Dataset extract start

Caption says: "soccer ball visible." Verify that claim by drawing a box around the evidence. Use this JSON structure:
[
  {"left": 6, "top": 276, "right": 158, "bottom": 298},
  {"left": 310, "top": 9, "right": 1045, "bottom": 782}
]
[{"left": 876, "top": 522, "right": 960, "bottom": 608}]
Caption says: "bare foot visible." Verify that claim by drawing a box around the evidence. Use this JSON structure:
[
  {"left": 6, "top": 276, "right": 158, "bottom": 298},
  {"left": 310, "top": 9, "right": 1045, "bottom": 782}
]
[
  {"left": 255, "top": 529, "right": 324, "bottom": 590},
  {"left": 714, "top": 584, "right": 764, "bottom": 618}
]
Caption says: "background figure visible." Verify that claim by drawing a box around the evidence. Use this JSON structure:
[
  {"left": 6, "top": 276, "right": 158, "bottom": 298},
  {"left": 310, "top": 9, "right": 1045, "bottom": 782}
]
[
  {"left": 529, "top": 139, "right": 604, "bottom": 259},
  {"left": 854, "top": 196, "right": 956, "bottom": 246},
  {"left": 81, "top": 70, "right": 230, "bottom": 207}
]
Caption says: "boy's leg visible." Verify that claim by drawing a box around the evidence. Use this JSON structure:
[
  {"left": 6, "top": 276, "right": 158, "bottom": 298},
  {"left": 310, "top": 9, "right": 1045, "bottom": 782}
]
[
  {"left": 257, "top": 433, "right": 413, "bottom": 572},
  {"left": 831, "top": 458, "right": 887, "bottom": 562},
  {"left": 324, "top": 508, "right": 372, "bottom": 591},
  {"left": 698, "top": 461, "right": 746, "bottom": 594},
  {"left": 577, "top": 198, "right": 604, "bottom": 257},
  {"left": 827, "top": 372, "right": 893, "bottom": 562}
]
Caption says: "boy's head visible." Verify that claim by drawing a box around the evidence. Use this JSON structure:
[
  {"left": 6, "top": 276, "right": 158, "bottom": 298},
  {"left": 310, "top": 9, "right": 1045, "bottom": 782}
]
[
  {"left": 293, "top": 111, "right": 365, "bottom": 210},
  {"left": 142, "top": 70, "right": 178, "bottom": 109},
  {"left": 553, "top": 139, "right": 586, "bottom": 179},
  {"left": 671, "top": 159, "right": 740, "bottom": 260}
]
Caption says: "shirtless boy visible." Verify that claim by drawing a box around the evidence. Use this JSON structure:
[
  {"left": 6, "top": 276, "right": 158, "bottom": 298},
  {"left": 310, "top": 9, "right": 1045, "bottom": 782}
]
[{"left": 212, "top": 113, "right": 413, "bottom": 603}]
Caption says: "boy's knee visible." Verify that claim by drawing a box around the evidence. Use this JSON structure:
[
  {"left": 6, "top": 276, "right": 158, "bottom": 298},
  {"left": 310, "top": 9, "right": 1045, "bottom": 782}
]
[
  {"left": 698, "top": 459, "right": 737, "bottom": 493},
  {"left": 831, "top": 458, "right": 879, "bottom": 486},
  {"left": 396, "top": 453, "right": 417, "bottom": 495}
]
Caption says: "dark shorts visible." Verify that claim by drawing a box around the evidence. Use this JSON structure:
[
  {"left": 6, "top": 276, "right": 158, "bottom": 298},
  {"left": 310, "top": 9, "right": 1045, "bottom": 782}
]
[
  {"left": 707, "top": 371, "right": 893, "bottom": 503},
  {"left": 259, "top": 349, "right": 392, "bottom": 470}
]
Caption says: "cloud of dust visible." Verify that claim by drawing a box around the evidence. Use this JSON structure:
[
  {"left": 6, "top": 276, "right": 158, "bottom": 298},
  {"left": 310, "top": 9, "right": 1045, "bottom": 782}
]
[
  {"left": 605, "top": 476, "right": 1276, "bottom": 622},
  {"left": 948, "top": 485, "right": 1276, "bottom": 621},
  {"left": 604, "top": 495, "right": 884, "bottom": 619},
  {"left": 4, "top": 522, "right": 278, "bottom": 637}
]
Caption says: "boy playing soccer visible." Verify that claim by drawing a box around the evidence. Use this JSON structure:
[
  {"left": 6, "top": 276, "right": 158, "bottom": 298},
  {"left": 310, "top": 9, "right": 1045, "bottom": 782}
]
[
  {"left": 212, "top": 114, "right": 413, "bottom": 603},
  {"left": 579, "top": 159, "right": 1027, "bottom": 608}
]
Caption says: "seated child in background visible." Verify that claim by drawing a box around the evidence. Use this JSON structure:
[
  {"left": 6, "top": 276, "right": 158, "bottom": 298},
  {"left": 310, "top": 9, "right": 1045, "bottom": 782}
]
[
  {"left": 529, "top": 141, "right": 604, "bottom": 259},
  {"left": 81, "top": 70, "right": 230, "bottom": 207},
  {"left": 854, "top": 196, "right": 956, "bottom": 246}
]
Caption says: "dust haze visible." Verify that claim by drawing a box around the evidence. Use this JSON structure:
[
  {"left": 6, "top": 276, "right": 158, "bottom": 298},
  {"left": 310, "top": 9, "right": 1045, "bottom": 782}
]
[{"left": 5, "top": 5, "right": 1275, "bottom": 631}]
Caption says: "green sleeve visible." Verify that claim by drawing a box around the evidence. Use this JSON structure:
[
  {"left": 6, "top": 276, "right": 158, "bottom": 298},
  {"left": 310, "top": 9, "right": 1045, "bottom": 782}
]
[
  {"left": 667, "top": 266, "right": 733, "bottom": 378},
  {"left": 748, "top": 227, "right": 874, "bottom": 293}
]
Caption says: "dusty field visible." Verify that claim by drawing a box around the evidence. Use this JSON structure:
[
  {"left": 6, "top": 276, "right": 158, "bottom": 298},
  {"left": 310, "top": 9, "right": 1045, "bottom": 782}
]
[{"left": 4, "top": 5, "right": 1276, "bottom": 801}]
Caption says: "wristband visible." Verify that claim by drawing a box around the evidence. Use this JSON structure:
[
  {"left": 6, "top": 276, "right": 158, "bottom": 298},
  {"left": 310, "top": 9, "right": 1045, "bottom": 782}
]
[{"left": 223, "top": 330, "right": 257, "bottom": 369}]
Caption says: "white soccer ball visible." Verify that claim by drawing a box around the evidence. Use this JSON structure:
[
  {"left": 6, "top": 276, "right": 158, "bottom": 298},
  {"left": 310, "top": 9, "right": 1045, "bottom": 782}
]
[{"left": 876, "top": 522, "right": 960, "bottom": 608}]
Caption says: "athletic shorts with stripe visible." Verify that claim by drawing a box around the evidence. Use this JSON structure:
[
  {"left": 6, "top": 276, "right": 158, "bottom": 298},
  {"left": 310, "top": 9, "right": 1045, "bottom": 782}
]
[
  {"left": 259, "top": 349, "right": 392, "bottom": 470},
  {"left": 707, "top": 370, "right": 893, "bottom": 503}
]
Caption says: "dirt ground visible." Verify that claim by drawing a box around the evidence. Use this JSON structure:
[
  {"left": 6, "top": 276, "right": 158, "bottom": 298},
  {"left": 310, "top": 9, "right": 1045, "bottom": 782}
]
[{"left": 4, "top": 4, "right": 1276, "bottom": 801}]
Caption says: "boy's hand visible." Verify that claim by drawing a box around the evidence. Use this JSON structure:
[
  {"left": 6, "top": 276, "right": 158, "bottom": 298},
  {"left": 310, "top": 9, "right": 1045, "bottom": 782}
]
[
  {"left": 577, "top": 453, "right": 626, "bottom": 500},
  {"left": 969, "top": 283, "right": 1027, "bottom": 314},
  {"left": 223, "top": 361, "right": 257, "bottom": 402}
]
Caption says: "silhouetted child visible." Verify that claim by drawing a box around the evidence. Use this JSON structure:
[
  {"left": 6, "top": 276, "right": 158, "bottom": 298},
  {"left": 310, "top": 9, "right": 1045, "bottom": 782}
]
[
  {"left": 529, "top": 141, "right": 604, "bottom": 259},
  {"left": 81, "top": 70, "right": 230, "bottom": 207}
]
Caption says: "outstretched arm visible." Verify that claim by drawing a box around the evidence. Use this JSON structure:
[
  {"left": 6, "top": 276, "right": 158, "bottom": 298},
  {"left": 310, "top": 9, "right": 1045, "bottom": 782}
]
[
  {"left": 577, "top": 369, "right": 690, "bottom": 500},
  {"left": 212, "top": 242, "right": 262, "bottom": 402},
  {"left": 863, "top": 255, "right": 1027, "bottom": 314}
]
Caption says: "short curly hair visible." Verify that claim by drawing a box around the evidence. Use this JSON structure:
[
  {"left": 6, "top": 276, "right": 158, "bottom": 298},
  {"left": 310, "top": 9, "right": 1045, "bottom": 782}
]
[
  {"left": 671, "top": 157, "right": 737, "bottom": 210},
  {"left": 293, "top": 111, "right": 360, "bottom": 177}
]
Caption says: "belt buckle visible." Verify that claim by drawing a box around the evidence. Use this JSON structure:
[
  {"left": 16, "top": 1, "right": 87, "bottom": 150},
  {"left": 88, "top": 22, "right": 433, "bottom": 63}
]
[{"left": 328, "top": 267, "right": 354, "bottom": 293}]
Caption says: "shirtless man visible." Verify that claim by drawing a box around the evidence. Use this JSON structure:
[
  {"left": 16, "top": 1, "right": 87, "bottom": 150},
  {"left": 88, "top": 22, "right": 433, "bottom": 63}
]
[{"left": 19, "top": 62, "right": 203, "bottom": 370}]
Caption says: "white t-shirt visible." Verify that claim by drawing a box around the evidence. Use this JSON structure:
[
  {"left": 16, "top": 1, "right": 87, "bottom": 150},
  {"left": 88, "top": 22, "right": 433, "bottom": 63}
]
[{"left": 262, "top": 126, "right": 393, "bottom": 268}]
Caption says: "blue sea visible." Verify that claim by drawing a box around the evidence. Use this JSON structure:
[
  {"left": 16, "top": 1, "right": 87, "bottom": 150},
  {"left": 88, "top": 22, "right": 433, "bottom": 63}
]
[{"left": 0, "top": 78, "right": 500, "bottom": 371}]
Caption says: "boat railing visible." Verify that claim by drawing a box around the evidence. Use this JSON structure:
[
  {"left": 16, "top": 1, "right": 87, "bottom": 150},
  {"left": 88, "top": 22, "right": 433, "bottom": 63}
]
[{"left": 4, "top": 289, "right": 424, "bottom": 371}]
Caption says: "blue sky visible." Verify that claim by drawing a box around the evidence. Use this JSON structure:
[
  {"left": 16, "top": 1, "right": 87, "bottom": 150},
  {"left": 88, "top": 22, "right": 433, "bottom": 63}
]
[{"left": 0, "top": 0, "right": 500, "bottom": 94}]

Dataset extract end

* **Set task**:
Report each line of the listing above that contains the word "white". Matches must agree in case.

* **Full response**:
Caption says: "white soccer ball visible." Verify that claim by drawing a box around the evidence. Use this JSON structure:
Caption says: "white t-shirt visible." Verify that claim by drawing a box around the evidence. Use this JSON structure:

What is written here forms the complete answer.